**WHAT YOU ARE ASKED TO DO:**
Return exactly the lines from the one that contains "I'd appreciate your help locating every person in dark" up to the last line of the listing, and nothing else.

**DATA RECORDS:**

····················

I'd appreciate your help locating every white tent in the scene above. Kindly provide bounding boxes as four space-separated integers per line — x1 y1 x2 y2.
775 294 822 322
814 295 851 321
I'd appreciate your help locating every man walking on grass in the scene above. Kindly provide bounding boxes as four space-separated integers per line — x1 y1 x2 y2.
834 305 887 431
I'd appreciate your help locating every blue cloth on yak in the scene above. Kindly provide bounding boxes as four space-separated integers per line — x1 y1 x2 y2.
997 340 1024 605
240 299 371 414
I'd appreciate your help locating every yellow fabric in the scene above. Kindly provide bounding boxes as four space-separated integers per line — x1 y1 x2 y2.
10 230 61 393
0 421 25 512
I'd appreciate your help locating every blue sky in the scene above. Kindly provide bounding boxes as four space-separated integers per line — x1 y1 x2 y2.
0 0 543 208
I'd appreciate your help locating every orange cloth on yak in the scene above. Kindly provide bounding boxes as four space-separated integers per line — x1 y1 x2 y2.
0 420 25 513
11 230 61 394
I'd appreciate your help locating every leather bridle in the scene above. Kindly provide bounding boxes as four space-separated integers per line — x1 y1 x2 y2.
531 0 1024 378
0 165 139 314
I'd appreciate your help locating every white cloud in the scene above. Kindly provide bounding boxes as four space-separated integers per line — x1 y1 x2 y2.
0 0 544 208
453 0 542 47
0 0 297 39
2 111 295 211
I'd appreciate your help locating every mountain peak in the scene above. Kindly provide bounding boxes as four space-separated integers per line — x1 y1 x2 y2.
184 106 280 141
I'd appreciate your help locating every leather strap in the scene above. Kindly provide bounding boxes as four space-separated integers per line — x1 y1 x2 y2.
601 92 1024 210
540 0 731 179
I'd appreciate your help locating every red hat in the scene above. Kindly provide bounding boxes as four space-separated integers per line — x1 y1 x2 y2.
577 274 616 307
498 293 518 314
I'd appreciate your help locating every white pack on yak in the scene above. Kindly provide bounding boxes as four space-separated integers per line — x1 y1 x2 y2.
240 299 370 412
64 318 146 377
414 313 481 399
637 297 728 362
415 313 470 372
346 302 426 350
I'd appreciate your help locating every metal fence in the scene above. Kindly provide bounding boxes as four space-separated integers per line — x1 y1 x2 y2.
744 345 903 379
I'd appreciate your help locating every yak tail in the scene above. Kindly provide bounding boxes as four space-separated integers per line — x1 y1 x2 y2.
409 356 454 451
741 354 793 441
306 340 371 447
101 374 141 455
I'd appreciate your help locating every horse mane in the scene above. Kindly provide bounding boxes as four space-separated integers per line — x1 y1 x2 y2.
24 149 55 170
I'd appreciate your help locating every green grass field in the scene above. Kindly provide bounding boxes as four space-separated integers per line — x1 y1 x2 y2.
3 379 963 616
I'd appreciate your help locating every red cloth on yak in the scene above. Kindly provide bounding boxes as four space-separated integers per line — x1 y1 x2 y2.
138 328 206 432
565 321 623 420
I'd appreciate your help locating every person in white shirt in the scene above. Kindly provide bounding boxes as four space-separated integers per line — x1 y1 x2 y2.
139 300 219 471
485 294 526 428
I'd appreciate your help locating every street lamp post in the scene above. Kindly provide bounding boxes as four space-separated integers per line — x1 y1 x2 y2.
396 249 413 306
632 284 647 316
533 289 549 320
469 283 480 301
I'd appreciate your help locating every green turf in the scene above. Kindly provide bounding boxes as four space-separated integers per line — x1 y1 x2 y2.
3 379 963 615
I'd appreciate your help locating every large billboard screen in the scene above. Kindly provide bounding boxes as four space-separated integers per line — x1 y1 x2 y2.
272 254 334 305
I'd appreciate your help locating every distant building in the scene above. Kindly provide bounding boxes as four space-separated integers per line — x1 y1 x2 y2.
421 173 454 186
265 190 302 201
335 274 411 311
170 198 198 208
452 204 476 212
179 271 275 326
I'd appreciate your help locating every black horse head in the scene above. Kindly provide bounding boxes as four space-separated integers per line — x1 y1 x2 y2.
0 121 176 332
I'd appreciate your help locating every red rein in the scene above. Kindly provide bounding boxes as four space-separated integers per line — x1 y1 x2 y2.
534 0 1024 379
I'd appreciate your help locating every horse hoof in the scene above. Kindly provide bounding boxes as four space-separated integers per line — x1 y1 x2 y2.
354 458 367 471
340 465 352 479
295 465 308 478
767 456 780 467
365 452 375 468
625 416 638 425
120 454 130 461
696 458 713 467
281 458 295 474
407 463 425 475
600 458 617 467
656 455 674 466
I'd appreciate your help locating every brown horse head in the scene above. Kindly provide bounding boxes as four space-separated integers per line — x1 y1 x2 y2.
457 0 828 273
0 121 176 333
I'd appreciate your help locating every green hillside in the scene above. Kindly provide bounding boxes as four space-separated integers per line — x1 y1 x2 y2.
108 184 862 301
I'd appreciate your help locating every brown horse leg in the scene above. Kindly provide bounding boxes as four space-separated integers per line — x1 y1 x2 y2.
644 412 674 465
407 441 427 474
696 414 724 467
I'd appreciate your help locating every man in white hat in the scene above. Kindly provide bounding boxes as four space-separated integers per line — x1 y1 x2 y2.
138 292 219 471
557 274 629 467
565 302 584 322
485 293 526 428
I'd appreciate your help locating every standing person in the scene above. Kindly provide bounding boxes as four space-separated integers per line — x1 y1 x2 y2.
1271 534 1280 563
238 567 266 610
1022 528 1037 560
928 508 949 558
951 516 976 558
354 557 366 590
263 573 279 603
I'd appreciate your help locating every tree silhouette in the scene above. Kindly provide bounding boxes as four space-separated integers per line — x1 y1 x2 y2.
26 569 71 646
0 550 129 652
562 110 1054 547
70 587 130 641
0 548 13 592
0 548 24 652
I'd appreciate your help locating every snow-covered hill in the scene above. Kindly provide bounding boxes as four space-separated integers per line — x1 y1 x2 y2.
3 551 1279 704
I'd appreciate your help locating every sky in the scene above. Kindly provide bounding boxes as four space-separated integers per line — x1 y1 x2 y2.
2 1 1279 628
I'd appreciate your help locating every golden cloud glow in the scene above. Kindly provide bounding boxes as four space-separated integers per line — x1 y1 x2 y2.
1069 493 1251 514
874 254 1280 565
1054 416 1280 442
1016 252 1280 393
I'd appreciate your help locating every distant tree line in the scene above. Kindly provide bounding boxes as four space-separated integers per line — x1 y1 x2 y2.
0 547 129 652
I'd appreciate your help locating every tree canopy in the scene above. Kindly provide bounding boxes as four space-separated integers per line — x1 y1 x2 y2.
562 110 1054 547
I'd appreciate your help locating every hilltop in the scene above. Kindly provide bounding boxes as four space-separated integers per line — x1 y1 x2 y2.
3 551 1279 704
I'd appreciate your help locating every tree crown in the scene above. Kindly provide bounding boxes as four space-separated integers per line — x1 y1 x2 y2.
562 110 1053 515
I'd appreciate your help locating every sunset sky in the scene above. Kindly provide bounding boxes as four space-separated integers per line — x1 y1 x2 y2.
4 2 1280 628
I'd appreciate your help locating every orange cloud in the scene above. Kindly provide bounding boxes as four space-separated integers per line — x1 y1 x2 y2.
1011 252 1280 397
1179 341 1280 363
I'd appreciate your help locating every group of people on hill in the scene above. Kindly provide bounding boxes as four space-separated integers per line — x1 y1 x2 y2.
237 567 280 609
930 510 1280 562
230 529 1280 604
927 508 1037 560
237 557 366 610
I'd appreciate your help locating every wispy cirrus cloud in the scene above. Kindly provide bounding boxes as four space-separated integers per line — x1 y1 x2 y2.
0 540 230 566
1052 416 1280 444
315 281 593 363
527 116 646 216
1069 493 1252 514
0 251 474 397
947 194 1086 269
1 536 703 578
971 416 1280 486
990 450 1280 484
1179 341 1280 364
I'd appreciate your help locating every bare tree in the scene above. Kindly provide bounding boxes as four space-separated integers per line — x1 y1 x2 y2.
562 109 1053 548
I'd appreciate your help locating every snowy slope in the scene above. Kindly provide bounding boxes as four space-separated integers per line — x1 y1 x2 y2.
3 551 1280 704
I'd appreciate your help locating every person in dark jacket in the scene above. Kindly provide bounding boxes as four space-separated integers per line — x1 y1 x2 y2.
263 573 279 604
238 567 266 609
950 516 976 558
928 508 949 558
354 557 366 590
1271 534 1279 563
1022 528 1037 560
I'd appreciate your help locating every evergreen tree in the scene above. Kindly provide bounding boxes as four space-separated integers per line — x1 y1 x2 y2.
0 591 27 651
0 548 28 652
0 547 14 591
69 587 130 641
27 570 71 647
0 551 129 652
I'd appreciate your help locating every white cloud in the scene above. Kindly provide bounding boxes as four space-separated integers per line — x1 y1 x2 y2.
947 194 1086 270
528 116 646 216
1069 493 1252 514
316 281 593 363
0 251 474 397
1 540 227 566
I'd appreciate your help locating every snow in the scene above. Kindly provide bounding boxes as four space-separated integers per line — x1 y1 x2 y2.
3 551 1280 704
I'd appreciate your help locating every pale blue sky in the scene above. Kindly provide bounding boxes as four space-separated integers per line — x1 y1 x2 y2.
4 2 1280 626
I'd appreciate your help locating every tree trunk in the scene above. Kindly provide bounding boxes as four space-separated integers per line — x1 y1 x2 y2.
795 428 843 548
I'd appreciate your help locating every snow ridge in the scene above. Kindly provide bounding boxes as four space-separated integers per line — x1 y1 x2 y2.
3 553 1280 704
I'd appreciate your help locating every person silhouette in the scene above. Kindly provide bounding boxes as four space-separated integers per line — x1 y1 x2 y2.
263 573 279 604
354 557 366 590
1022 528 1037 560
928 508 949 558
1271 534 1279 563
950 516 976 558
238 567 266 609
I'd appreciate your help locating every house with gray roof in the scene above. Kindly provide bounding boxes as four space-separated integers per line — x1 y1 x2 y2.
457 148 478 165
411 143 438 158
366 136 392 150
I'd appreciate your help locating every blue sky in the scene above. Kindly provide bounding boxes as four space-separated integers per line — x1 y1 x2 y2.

····················

**TASK SOLUTION:**
I'd appreciate your help locating every person in dark jacket in the scene above. Kindly provide bounding boxes as four space-separated integers per line — x1 y1 x2 y2.
263 573 279 604
238 567 266 609
950 516 976 558
928 508 949 558
354 557 366 590
1271 534 1279 563
1022 528 1037 560
I'd appreciate your help locating every evergreen tree in the scene above. Kindly provide bounding boxes as four space-separated integers per line — x1 y1 x2 y2.
0 591 27 651
0 548 28 652
0 547 14 591
69 587 130 641
27 570 71 647
0 551 129 652
I'd appreciate your help locating every white cloud in the scene above. Kindly provide bounding boxes as four space-separated integers per line — x1 y1 x2 y2.
947 194 1086 270
528 116 646 216
1069 493 1252 514
316 281 593 363
0 251 474 397
1 540 227 566
I'd appreciate your help locating every snow in the scene above. Kindly provide bounding boxes as four space-separated integers per line — x1 y1 x2 y2.
3 551 1280 704
I'd appreciate your help locating every pale blue sky in the scene above. Kindly provide bounding boxes as four space-separated integers per line — x1 y1 x2 y2.
4 2 1280 626
I'd appreciate your help locating every tree trunk in the scene above. Kindly provide bounding boxes as four space-separated integers per line — x1 y1 x2 y2.
795 428 843 548
I'd appreciate your help locating every snow ridge in the scene above. Kindly provide bounding boxes as four space-separated integers per line — x1 y1 x2 y2.
3 553 1280 704
I'd appreciate your help locating every person silhouette in the scene above. Kindly provide bounding boxes as four space-separated integers per line — x1 y1 x2 y2.
263 573 279 604
354 557 366 590
1022 528 1037 560
928 508 949 558
1271 534 1279 563
950 516 976 558
238 567 266 609
I'd appreciate your help locating every house with gray roof in the scene above. Kindly provide bounding boxes as four space-separated integers per line — x1 y1 x2 y2.
457 148 478 165
411 143 438 158
366 136 392 150
I'd appreciate your help locating every blue sky in the scene above. Kindly provide bounding boxes as four space-separated integers per line — x1 y1 x2 y2.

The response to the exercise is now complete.